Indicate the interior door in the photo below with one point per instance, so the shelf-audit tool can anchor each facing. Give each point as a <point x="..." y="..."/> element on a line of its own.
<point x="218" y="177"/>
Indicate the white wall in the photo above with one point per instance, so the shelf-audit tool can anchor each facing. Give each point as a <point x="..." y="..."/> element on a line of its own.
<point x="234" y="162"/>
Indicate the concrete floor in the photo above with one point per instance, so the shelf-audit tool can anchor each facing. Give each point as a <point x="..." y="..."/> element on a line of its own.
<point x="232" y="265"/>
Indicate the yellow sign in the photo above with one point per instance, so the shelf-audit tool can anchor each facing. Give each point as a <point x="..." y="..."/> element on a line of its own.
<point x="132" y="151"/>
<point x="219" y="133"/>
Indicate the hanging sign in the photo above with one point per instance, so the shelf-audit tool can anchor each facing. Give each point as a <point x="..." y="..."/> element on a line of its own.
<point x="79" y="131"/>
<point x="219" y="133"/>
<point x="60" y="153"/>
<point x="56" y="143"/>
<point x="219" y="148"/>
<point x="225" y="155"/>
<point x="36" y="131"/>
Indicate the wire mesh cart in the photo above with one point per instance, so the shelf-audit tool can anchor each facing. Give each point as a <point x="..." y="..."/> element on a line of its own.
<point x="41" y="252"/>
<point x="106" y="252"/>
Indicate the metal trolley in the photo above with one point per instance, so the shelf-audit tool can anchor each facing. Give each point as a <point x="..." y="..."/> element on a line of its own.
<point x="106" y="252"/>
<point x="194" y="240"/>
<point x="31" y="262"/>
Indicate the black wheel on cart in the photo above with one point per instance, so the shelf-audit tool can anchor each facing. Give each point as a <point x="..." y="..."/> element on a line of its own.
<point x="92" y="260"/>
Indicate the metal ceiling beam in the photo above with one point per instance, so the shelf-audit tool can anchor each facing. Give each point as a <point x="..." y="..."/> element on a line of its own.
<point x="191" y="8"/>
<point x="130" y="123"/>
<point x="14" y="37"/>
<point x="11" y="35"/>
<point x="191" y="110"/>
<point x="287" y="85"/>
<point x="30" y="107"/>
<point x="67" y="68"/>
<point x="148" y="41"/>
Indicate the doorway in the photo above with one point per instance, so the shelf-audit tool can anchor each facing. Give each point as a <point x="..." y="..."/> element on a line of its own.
==*==
▶ **Your objective**:
Every line from the one containing "Indicate the wire" through the end of the entries above must be echoed exactly, with both ends kept.

▶ **Solution for this exercise**:
Indicate the wire mesh cart in the photo above with one point per instance, so the shelf-audit tool can anchor each facing. Give each point as a <point x="..." y="..."/> element on a line of its own.
<point x="41" y="252"/>
<point x="106" y="252"/>
Indicate the metal trolley in the photo above with one point per instance, so the shelf-audit tool can anchor each facing. Give each point as a <point x="..." y="..."/> element on a line of its own.
<point x="106" y="252"/>
<point x="194" y="240"/>
<point x="31" y="262"/>
Indicate the black wheel on cart in the photo above with one point per instance, so the shelf-audit tool can anchor each facing. Give each point as a <point x="..." y="..."/> element on a line of its own.
<point x="92" y="260"/>
Indicate the metal ceiling beam in the photo above with one point per instance, so the shelf-audit tool can anchor each facing. Give each point as a <point x="..." y="..."/> element on a line of its own.
<point x="191" y="8"/>
<point x="130" y="123"/>
<point x="14" y="37"/>
<point x="11" y="35"/>
<point x="191" y="110"/>
<point x="287" y="85"/>
<point x="30" y="107"/>
<point x="67" y="68"/>
<point x="148" y="41"/>
Indicate the doorway in the photo above with one point per instance, so the shelf-audit tool can anchor each facing. Give each point as a <point x="..." y="..."/> element on a line of its own.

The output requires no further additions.